▶ _Supplied passage_:
* START *

Mark Boone Junior (born Mark Heidrich; March 17, 1955) is an American character actor, best known for his TV roles as Bobby Munson in Sons of Anarchy (2008–14) and Patrick "Pat" Brown in Last Man On Earth, and film roles in Christopher Nolan's Memento (2000) and Batman Begins (2005), Die Hard 2 (1990), and 2 Fast 2 Furious (2003).

Early life and education
Boone was born Mark Heidrich in Cincinnati, Ohio, to Ginny, a retired teacher, and Bob Heidrich, a former construction consultant. He grew up on Chicago's North Shore and attended the University of Vermont and played on the school's men's soccer team. He moved to New York after college, where he started his career performing stand-up comedy with long-time friend Steve Buscemi. His stage name surname, Boone, is also his nickname; he chose it from a New York City war memorial.

* END *

▶ _Dataset excerpts_:

* START *

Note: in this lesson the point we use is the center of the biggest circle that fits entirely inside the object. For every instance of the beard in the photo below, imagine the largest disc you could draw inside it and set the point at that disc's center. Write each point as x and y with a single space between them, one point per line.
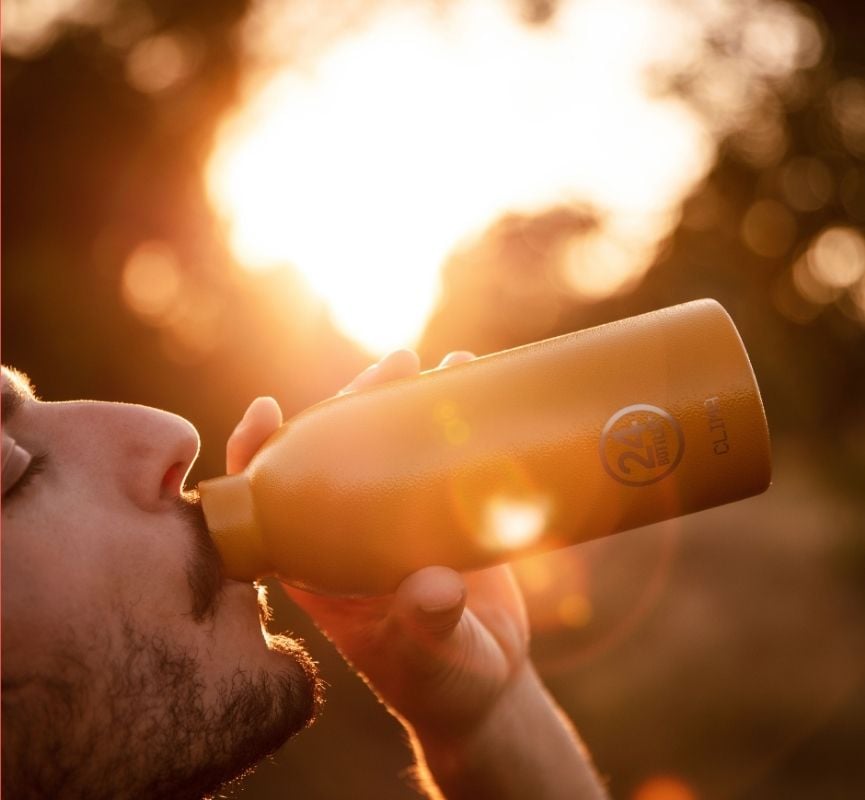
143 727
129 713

* END *
* START *

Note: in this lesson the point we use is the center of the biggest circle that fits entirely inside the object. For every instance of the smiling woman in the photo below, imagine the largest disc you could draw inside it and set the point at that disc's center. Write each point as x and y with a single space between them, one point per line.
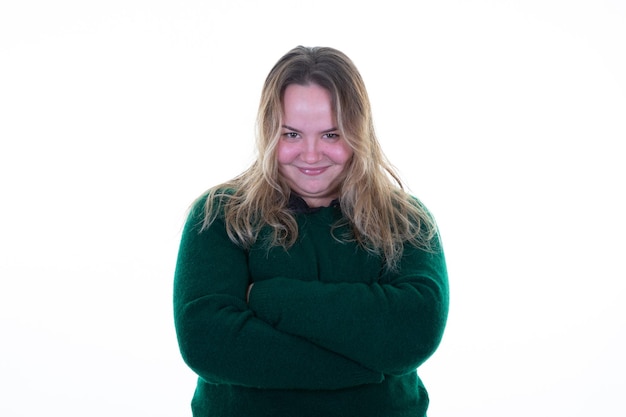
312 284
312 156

* END *
* START *

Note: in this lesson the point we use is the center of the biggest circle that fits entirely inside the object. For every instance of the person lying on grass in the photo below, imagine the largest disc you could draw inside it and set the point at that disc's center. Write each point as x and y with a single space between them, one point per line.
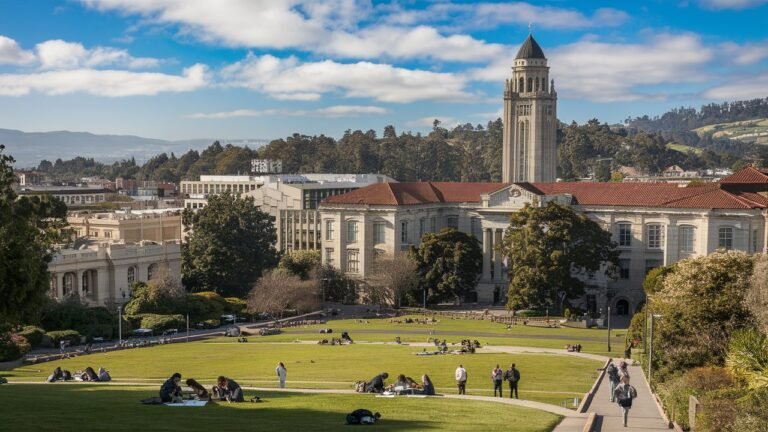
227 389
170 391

* END *

▶ _Brief A_:
Answer these questions from the Mark Boone Junior passage above:
(i) Which character did he play in Sons of Anarchy?
(ii) In what city was he born?
(iii) Where did he get his stage surname?
▶ _Brief B_: Set down, word for word, the stretch of the Mark Boone Junior passage from "Mark Boone Junior" up to and including "City war memorial.".

▶ _Exercise result A_:
(i) Bobby Munson
(ii) Cincinnati, Ohio
(iii) From a New York City war memorial

▶ _Exercise result B_:
Mark Boone Junior (born Mark Heidrich; March 17, 1955) is an American character actor, best known for his TV roles as Bobby Munson in Sons of Anarchy (2008–14) and Patrick "Pat" Brown in Last Man On Earth, and film roles in Christopher Nolan's Memento (2000) and Batman Begins (2005), Die Hard 2 (1990), and 2 Fast 2 Furious (2003).

Early life and education
Boone was born Mark Heidrich in Cincinnati, Ohio, to Ginny, a retired teacher, and Bob Heidrich, a former construction consultant. He grew up on Chicago's North Shore and attended the University of Vermont and played on the school's men's soccer team. He moved to New York after college, where he started his career performing stand-up comedy with long-time friend Steve Buscemi. His stage name surname, Boone, is also his nickname; he chose it from a New York City war memorial.